Dataset entries about object locations:
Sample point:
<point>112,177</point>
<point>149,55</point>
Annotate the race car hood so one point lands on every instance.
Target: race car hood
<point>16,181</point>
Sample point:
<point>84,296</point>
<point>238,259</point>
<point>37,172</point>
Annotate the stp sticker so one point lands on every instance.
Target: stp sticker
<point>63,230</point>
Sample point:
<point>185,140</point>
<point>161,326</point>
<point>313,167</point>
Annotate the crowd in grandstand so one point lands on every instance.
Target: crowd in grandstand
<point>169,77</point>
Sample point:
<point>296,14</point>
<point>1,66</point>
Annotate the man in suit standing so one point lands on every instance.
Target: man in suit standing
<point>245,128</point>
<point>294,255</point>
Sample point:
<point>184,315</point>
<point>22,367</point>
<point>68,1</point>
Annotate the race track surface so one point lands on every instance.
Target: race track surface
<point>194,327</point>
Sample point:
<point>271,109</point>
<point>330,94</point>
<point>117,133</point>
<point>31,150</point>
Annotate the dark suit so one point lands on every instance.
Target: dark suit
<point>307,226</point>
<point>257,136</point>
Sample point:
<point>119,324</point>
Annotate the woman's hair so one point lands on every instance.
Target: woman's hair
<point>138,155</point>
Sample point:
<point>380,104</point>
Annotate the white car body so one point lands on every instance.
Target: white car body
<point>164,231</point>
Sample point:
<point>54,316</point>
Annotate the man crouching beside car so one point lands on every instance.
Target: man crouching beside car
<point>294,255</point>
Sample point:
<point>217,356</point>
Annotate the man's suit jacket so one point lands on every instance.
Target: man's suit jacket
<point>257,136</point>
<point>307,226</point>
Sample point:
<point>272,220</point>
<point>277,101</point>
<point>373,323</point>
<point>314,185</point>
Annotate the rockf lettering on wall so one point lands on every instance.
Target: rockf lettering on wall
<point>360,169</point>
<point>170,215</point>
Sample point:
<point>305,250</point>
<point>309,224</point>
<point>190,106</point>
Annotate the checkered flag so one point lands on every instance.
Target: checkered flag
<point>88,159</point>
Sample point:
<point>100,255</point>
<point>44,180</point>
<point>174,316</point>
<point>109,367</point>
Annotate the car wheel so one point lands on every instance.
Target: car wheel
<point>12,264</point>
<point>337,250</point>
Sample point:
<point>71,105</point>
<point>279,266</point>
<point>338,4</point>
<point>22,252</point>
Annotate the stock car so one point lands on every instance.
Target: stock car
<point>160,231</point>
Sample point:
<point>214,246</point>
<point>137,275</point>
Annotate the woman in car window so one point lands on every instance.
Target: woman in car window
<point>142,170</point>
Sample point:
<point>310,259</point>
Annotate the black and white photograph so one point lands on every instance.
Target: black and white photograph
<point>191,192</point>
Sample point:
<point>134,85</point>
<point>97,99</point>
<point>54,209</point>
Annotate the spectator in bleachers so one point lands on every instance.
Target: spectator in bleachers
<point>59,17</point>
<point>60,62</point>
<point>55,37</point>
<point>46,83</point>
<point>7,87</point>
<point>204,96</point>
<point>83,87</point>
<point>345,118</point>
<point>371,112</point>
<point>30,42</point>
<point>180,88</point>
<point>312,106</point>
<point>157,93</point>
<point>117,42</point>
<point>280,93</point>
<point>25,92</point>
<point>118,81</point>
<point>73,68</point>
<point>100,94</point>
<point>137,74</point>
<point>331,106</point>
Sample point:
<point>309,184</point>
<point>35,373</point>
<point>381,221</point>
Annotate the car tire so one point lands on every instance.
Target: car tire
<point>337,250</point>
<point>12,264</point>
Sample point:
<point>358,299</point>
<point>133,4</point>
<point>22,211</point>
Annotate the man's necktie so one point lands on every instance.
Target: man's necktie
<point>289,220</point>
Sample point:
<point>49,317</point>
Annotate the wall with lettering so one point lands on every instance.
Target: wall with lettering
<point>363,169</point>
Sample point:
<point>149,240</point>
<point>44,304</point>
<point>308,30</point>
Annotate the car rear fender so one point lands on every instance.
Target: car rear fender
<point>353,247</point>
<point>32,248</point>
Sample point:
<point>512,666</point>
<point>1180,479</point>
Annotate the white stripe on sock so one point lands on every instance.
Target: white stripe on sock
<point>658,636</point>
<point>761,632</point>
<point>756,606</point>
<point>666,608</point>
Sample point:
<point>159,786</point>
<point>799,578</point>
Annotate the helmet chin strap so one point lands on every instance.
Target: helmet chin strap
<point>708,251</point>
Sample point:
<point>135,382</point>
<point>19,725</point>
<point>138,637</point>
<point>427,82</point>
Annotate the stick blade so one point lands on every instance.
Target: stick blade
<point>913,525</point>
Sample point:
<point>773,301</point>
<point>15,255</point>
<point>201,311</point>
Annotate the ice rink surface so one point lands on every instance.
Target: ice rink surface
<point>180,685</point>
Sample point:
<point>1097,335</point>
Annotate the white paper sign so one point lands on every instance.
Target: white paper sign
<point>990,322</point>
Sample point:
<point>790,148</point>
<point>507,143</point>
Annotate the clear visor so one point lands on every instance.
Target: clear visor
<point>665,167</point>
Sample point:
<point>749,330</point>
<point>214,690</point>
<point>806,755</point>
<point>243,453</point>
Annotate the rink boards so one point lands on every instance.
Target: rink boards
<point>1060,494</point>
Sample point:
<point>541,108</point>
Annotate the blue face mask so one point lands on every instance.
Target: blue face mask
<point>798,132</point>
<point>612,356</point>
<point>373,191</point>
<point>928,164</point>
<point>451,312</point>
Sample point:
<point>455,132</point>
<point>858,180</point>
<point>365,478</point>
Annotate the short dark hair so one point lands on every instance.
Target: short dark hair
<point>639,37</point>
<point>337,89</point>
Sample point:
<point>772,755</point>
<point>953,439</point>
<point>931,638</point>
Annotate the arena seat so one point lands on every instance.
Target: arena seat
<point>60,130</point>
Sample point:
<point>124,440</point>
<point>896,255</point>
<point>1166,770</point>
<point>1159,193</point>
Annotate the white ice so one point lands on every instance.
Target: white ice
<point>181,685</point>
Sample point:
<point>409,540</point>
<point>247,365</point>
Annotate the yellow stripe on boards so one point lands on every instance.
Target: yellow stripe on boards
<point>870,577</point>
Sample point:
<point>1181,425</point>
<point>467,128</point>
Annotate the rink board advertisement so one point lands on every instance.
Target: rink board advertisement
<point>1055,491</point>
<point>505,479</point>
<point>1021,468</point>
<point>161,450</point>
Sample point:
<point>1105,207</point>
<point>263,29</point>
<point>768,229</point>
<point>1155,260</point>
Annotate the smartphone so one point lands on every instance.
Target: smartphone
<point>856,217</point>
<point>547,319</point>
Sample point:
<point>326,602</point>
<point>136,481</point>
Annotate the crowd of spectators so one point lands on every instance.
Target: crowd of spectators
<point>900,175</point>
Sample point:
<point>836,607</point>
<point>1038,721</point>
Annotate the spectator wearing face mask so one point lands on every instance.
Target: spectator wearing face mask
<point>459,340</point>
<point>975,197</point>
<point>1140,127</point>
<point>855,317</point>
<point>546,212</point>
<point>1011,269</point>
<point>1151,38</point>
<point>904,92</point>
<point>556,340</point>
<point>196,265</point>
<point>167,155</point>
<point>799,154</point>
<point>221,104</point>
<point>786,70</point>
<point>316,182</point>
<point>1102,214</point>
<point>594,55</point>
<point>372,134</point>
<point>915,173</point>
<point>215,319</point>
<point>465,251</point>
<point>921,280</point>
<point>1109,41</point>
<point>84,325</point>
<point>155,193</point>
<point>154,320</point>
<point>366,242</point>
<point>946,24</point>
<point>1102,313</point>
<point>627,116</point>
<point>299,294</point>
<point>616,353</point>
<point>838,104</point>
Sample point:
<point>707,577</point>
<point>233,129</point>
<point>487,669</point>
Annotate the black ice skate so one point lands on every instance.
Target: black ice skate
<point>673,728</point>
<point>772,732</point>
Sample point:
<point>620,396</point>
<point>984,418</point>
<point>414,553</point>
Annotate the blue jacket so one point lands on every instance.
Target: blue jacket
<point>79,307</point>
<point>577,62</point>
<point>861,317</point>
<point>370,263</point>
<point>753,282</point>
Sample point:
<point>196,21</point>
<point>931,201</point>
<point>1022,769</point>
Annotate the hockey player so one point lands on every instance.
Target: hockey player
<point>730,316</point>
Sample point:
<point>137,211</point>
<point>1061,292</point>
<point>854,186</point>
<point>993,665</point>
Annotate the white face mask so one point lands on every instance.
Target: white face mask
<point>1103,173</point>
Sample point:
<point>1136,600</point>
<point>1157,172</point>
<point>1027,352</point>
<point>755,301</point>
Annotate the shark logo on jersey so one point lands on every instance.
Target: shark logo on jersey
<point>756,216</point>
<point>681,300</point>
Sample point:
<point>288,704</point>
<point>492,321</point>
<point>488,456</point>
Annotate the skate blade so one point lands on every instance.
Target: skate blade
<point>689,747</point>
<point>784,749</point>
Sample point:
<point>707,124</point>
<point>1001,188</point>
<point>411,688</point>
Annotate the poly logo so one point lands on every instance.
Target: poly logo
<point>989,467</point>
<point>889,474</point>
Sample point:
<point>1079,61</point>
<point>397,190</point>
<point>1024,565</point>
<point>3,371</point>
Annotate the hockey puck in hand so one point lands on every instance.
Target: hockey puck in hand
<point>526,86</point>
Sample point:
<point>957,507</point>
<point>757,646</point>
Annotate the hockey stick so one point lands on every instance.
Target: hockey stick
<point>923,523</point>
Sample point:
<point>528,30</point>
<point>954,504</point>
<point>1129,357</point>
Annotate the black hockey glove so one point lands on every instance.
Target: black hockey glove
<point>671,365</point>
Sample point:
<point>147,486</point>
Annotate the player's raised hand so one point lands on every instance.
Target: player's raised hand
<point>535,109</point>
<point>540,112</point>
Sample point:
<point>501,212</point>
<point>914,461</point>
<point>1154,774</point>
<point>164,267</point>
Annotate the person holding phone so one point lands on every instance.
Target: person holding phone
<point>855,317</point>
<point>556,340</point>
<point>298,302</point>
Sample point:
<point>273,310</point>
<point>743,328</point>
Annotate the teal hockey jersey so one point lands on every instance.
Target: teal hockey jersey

* [WHAT YOU WILL DO] Count the lines in the entries above that contain the string "short". Give only the number.

* [ANSWER TO THIS EXERCISE] 2